What you will do
Output all lines exactly.

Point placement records
§
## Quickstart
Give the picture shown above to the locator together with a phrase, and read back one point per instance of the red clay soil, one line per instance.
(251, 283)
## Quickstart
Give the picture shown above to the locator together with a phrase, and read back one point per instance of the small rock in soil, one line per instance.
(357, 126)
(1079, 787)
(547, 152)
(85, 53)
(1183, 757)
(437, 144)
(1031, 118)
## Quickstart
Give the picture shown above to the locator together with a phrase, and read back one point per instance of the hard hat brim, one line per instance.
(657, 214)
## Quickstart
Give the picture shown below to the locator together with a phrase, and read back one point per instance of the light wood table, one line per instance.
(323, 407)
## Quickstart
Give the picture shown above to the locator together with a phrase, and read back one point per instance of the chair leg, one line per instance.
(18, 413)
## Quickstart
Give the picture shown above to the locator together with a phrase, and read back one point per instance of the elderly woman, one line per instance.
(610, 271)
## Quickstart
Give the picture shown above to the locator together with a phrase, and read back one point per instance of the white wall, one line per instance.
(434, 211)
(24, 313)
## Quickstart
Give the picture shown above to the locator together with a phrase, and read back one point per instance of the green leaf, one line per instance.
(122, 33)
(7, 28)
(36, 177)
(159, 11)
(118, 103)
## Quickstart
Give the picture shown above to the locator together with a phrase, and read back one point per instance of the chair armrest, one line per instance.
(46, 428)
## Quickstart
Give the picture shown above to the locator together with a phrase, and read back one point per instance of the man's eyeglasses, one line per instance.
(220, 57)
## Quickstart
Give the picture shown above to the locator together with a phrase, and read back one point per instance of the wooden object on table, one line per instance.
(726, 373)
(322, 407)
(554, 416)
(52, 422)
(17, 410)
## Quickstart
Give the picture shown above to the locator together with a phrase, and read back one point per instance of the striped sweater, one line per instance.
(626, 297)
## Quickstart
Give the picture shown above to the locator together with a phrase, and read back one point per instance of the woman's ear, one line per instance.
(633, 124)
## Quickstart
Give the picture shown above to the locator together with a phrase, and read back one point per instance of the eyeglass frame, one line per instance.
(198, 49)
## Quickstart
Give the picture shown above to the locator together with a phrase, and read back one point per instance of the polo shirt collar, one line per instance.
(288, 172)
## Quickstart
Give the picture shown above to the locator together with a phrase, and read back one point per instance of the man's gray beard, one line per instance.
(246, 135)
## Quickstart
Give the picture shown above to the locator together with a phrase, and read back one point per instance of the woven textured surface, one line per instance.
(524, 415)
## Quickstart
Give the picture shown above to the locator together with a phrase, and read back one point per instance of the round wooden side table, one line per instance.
§
Task output
## Quickstart
Give the picture shown above to the locator together with a phrase, and read back one point per instance of the red clay soil, one line per instance.
(251, 283)
## Quickstart
Give the picture shown above to the locator together with a phrase, and read back one point per instance of the small rock in soil, one line per instance.
(357, 126)
(1079, 787)
(547, 152)
(85, 53)
(1183, 757)
(437, 144)
(1031, 118)
## Quickstart
Give the picture shown above to the locator together with a phrase, and read back one point per instance of the hard hat brim, one line per instance.
(657, 214)
## Quickstart
Give the picture shown below to the locator together with a phrase, and read back one point per instance of the light wood table, one line per instance.
(323, 407)
## Quickstart
Give the picture shown above to the locator together with a phrase, and read back one point per instance of the chair leg, one line per instance.
(18, 413)
## Quickstart
Give the picture shown above to the locator together with a phrase, and read back one point per instance of the elderly woman, one line per instance.
(610, 271)
## Quickstart
Give the picture shown above to the locator together with a phrase, and read back one point per instance of the white wall, one line per instance.
(434, 211)
(24, 313)
## Quickstart
Give the picture shown above to the locator together with a phrase, and read back one point per instance of the green leaf, one line per instance.
(122, 33)
(7, 28)
(36, 177)
(159, 11)
(118, 103)
## Quickstart
Give the picture shown above to the locator together with a phrase, and read back one point per instance of the chair armrest, one line per instance.
(46, 428)
## Quickstart
Give the picture shown above to the locator together with a phrase, and read back one point per instance of the man's eyeglasses, one line per instance.
(220, 57)
## Quickstart
Give the picture shown above to the locator together with a phrase, and read back one point per instance of the wooden object on table, one line per instance.
(726, 373)
(322, 407)
(554, 416)
(52, 422)
(17, 410)
## Quickstart
Give the picture shown above to the locator together with a phrase, and read back one point per instance of the striped sweater, one line per instance.
(626, 297)
## Quickstart
Give the picture shown above to the locator together with a phrase, and read back one point per instance of the woman's ear, one line per instance.
(633, 124)
## Quickstart
Give the picture shown above to the locator together with a phrase, and read back one point per instance of the eyeglass frame, one line per instance.
(198, 49)
## Quickstart
Give the picture shown above to the locator together with a phrase, and read back one point per instance of the polo shirt collar, one line per instance.
(288, 172)
## Quickstart
Give the picture shown above to the locator together with a phrase, and read back one point per instance of the man's gray beard, one line per instance.
(246, 135)
## Quickstart
Give the picture shown above to the locator together with a phrase, and read back one point per instance of the woven textured surface, one line per instance.
(524, 415)
## Quickstart
Give the picture shown above to the locator together with a phrase, and read back one point per instance of the round wooden side table, one line per instance.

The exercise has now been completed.